Each line of the records that holds "small" should be shown in full.

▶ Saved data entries
--
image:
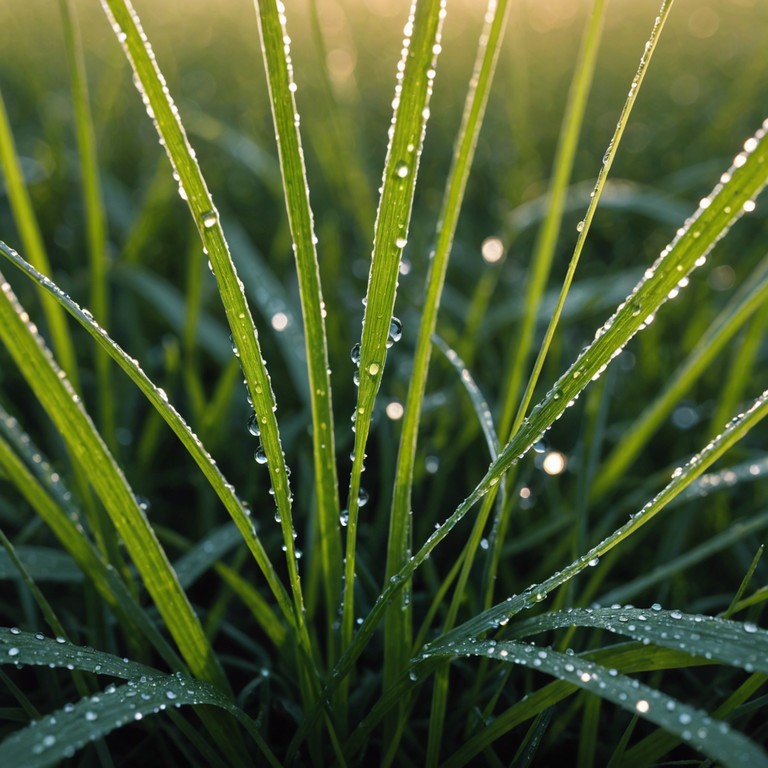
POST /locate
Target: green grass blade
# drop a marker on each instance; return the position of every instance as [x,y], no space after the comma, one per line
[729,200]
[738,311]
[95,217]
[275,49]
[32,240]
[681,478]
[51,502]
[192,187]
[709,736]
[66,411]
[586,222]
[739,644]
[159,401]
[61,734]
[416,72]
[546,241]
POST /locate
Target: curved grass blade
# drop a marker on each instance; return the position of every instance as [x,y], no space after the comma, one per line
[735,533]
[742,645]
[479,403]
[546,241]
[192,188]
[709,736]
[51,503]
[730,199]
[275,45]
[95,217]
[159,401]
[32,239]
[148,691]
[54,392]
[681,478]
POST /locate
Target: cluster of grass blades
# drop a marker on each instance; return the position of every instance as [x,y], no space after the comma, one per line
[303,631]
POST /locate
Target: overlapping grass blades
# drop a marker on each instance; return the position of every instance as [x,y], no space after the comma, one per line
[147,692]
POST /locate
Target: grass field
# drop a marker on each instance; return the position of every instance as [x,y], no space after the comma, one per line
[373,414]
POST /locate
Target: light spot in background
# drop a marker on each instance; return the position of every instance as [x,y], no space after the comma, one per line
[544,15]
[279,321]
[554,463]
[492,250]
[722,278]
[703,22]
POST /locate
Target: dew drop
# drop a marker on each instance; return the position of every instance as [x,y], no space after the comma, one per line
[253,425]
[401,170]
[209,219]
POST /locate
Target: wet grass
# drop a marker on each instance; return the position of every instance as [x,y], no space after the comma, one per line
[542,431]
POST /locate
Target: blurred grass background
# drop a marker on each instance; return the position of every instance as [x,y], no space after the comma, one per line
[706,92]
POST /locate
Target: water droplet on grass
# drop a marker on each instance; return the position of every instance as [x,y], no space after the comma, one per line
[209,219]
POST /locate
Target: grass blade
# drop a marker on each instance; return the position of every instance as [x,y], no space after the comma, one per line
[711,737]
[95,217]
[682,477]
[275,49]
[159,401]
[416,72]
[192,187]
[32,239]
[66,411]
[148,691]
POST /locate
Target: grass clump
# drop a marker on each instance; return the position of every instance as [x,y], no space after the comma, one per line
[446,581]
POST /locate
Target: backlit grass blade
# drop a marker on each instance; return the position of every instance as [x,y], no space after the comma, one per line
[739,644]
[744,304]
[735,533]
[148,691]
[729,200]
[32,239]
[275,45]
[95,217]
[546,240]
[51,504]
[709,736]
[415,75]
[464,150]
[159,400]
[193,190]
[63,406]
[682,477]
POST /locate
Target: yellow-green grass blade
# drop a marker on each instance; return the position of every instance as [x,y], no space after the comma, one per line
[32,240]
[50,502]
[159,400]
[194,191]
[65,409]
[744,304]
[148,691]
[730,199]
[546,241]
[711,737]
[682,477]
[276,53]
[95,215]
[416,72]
--
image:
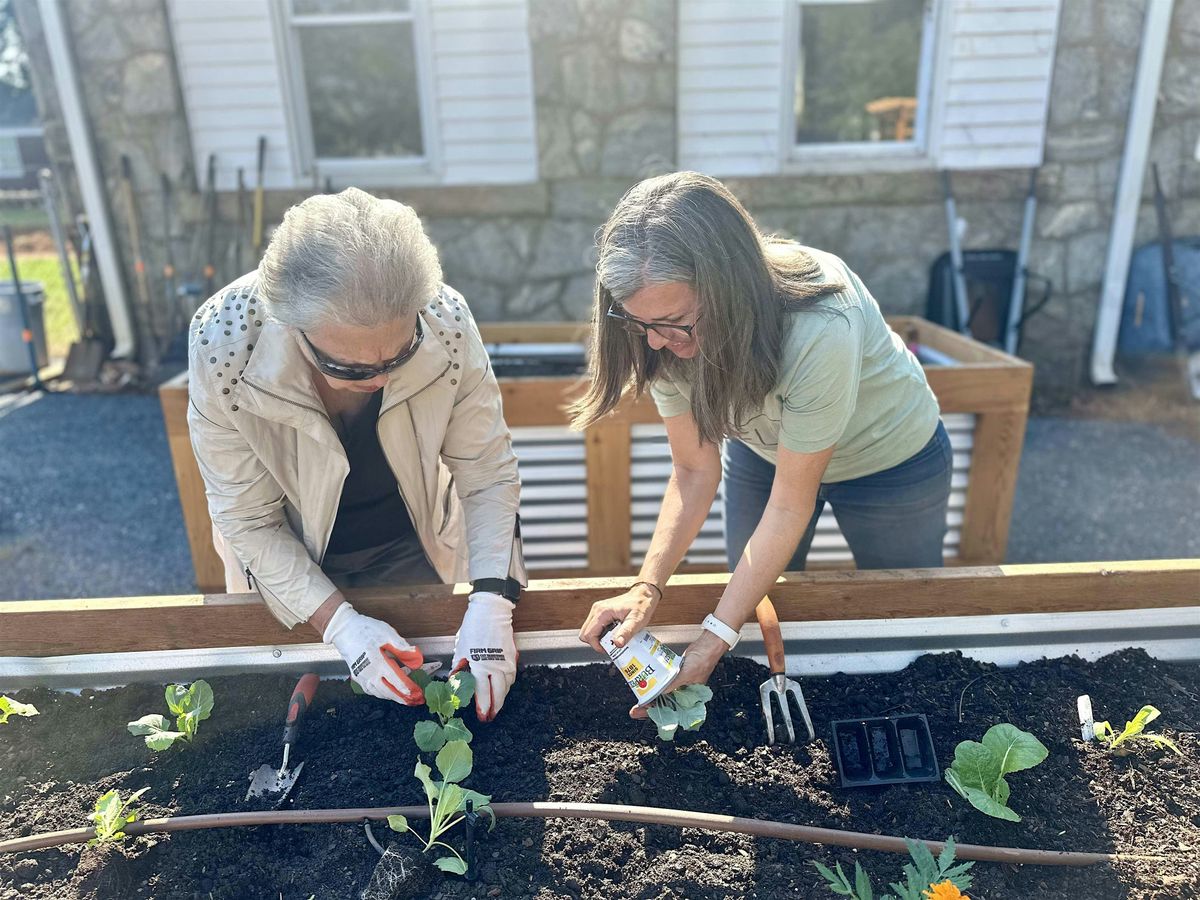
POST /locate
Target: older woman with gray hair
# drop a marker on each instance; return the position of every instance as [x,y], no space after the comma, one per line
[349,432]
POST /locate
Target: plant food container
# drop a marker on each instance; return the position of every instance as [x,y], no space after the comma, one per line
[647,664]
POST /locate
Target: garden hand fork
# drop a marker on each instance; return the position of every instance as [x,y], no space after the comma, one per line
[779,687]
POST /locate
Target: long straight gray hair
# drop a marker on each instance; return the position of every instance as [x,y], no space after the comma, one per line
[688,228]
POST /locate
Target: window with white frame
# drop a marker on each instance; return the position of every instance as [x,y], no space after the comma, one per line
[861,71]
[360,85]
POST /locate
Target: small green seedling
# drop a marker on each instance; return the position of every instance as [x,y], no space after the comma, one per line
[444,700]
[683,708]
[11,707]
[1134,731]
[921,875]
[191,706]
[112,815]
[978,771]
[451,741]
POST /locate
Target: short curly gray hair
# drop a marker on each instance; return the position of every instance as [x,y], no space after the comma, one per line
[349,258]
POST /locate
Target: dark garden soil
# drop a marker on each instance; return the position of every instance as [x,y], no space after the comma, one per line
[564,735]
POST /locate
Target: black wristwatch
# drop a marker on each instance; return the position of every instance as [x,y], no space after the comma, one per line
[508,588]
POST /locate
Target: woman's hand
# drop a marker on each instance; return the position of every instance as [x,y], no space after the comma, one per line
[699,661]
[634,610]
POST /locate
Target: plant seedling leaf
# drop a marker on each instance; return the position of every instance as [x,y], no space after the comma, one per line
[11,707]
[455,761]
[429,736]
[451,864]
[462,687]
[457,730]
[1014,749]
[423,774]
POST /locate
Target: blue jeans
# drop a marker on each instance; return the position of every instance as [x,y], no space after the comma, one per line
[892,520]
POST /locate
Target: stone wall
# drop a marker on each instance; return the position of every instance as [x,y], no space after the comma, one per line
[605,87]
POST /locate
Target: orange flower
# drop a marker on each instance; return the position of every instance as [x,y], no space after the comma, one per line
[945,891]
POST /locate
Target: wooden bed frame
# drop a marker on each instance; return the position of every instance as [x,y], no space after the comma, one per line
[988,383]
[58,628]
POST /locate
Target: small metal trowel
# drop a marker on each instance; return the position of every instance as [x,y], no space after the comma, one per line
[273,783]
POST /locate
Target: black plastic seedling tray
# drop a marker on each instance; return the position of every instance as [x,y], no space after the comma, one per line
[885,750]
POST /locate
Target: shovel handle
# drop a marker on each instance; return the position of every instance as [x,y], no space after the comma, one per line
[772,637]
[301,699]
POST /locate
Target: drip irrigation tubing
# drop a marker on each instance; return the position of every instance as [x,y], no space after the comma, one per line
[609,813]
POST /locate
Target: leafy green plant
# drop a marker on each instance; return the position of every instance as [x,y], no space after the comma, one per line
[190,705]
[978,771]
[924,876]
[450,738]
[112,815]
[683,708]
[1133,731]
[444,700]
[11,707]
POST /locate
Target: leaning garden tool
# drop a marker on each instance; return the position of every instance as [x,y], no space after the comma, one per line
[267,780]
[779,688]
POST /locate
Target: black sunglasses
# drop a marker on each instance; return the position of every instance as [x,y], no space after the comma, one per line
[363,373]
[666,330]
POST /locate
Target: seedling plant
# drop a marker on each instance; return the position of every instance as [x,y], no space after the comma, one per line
--
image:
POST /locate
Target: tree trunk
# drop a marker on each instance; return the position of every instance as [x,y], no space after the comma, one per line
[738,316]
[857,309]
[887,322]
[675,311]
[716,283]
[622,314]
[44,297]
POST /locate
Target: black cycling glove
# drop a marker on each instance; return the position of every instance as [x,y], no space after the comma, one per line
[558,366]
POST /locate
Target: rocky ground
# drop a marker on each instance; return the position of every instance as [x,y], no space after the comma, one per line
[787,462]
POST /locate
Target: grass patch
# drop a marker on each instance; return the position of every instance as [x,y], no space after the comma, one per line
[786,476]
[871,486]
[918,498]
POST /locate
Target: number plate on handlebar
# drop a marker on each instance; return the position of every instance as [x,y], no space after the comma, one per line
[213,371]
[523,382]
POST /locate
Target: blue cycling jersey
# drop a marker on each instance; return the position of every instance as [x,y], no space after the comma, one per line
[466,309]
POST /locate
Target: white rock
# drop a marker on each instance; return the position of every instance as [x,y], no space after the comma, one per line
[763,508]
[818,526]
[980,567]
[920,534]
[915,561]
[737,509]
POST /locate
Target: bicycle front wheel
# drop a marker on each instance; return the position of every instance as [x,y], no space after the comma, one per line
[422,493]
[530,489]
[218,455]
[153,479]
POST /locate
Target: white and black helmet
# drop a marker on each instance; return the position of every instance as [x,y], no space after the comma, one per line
--
▶ Response to this exercise
Target: small green seedling
Target: small metal trowel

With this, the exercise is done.